● WHAT IS NEEDED:
Write out the call transcript below word for word, from "Okay. And then" up to and including "down for this?".

● PASSAGE TO READ:
'''

A question on net direct cash cost. So I see that if you were to update your guidance at Moa to spot prices for cobalt and sulfur, the costs come down quite a bit to $2. What would the cost at Ambatovy be -- rather, the guidance cost if you were to similarly update for current spot prices of cobalt and sulfur?

D
David V. Pathe
Chairman, President & CEO

Don, it's Dave. I don't have a sense of those sensitivities off the top of my head. I'm looking to see whether Andrew does or not. I mean, obviously, NDCC at Ambatovy is a function of production as well. But Andrew, do you have a feel for the sensitivities?

A
Andrew Snowden
Senior VP & CFO

Yes. Don, Andrew here. It will be around $0.50 per pound lower than the guidance we disclosed.

D
Don DeMarco
Associate

Okay. Perfect. So I see the midpoint's about $3.25, so we'd see that coming down to about $2.75.

A
Andrew Snowden
Senior VP & CFO

Correct. Yes.

D
Don DeMarco
Associate

Okay. And then another question on Ambatovy cash costs. So I see that in Q4, you had $10.5 million cash costs. What do you expect for 2018? Is there any kind of -- does the cyclone impact anything? What can we put down for this?

'''

● SUPPLIED DATA:

'''

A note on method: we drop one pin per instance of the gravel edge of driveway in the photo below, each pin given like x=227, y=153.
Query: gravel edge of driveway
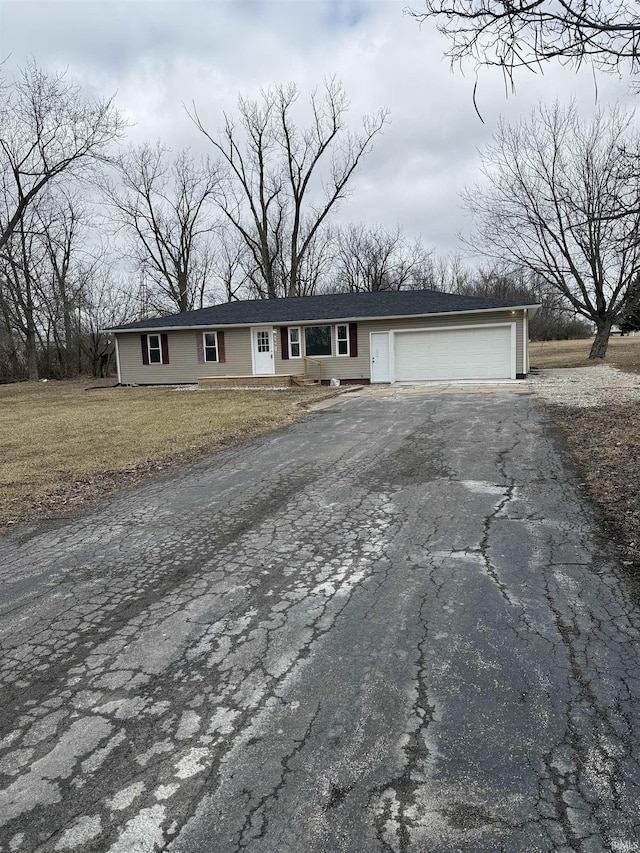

'''

● THE SOLUTION:
Okay. And then another question on Ambatovy cash costs. So I see that in Q4, you had $10.5 million cash costs. What do you expect for 2018? Is there any kind of -- does the cyclone impact anything? What can we put down for this?